**PROVIDED PASSAGE**
┄┄┄┄┄┄

# Ready to Pull Mama!!!!!!



## Patch-O-Pits (Jan 12, 2008)

Mama I'm ready!!! Can I pull now???










This is Bodacious trying on a weight pull harness for the very first time.

She won it awhile back in a contest on pit bull chat.

Thank you Innocence621 for the outstanding harness.

She tried it out for the first time last weekend, and was a very very very happy girl.


----------



## CCaragan (Oct 16, 2009)

Go Bodacious !!


----------



## ericschevy (Nov 10, 2006)

Awwww, Are you going to get into pulling Patch?


----------



## Patch-O-Pits (Jan 12, 2008)

Thanks!

Yes, she pulled for me, and honestly I don't think she didn't even notice anything was hooked up behind her. It was not a lot of weight as I just want her to get used to it first. I want her to learn the right way so she doesn't get hurt.

Nothing phases her, and she is like a little tank LOL. We both had fun! Of course, this weekend is a washout with all the rain; so, hopefully we will get to do it again soon.

I'm going to have to work on an "easy" or "slow" command for her which is hard because she also does agility where everything goes so fast.
She has solid stays and recalls so wants to fly to me like on a regular recall so I have to figure out how to adjust the command so she knows to go slow and steady. I'm sure with more weight on that will help somewhat too.

It is all new to me, so I will have to just feel out what works best for her. I've been a big chicken about trying it, but because I won the harness it sort of kicked me into gear LOL.


----------



## OldFortKennels (Mar 10, 2006)

Hey this is great!! Harness looks good. Use the KISS method when training....Keep It Simple Silly! Its better to stay to light to long than to go to heavy to fast!!!


----------



## Patch-O-Pits (Jan 12, 2008)

OldFortKennels said:


> Hey this is great!! Harness looks good. Use the KISS method when training....Keep It Simple Silly! Its better to stay to light to long than to go to heavy to fast!!!


 Thanks! That is what I figured 

LOL I like the Kiss acronym, I'm going to use it when talking to others about obed and agility training too... LOL


----------



## performanceknls (Apr 4, 2009)

She looks great in her harness! That is really cool your doing WP with her I am sure she will love it!

┄┄┄┄┄┄

**STATED PROBLEM 1**
Duplicate the part of the weight-pull harness thread starting at "She has solid" and ending at "into gear LOL.".

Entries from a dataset
┄┄┄┄┄┄

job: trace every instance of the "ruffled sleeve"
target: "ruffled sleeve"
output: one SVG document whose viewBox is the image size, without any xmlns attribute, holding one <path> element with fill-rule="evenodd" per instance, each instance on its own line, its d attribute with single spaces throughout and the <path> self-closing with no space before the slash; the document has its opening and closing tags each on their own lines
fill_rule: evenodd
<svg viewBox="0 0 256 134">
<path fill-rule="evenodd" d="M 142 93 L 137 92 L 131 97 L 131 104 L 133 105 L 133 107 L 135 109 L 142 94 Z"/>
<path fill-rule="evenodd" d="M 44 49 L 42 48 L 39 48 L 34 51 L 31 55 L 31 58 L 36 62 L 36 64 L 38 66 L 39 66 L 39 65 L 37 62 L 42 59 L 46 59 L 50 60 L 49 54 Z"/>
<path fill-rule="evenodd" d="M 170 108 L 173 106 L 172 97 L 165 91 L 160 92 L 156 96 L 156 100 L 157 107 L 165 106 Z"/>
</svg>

┄┄┄┄┄┄

**STATED PROBLEM 2**
Set down all of the records above, keeping every line unchanged.

**TASK OUTPUT 1**
She has solid stays and recalls so wants to fly to me like on a regular recall so I have to figure out how to adjust the command so she knows to go slow and steady. I'm sure with more weight on that will help somewhat too.

It is all new to me, so I will have to just feel out what works best for her. I've been a big chicken about trying it, but because I won the harness it sort of kicked me into gear LOL.

**TASK OUTPUT 2**
job: trace every instance of the "ruffled sleeve"
target: "ruffled sleeve"
output: one SVG document whose viewBox is the image size, without any xmlns attribute, holding one <path> element with fill-rule="evenodd" per instance, each instance on its own line, its d attribute with single spaces throughout and the <path> self-closing with no space before the slash; the document has its opening and closing tags each on their own lines
fill_rule: evenodd
<svg viewBox="0 0 256 134">
<path fill-rule="evenodd" d="M 142 93 L 137 92 L 131 97 L 131 104 L 133 105 L 133 107 L 135 109 L 142 94 Z"/>
<path fill-rule="evenodd" d="M 44 49 L 42 48 L 39 48 L 34 51 L 31 55 L 31 58 L 36 62 L 36 64 L 38 66 L 39 66 L 39 65 L 37 62 L 42 59 L 46 59 L 50 60 L 49 54 Z"/>
<path fill-rule="evenodd" d="M 170 108 L 173 106 L 172 97 L 165 91 L 160 92 L 156 96 L 156 100 L 157 107 L 165 106 Z"/>
</svg>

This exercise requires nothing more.